**TASK REQUIREMENTS**. Report how many lines in the data below contain the word "snail", giving only the number.

**INFORMATION SHOWN**.

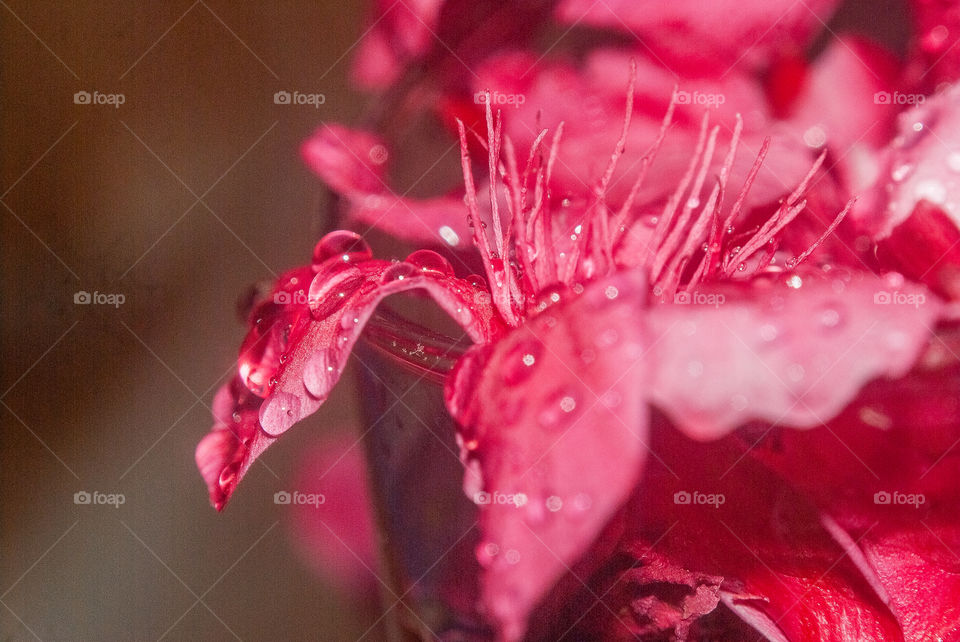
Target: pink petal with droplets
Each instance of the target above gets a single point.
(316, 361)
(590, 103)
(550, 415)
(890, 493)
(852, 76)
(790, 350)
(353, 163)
* * *
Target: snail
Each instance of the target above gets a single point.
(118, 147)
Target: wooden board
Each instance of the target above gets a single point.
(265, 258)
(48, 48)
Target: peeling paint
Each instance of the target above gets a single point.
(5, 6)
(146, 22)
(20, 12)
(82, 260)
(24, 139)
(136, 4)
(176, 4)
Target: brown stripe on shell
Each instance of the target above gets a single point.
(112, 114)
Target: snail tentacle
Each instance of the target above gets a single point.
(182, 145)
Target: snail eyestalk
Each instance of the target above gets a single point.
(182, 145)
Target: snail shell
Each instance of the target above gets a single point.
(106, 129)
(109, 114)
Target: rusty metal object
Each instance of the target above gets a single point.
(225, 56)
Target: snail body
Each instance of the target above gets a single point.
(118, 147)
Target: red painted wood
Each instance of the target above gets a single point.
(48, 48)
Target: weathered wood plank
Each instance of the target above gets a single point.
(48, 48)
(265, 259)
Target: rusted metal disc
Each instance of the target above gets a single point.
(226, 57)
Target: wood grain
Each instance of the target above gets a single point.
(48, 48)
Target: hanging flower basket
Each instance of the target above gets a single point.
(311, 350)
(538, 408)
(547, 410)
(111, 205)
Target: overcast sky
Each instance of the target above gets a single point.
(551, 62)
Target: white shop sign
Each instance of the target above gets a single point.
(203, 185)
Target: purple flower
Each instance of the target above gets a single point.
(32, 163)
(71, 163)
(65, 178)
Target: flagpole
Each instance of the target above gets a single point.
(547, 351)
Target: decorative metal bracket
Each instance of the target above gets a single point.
...
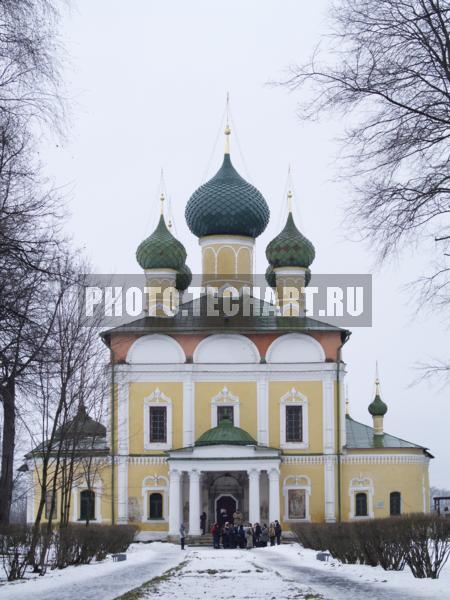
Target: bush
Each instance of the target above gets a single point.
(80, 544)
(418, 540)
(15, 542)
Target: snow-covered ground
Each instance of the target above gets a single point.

**SOLUTION FOR THIS TASK**. 5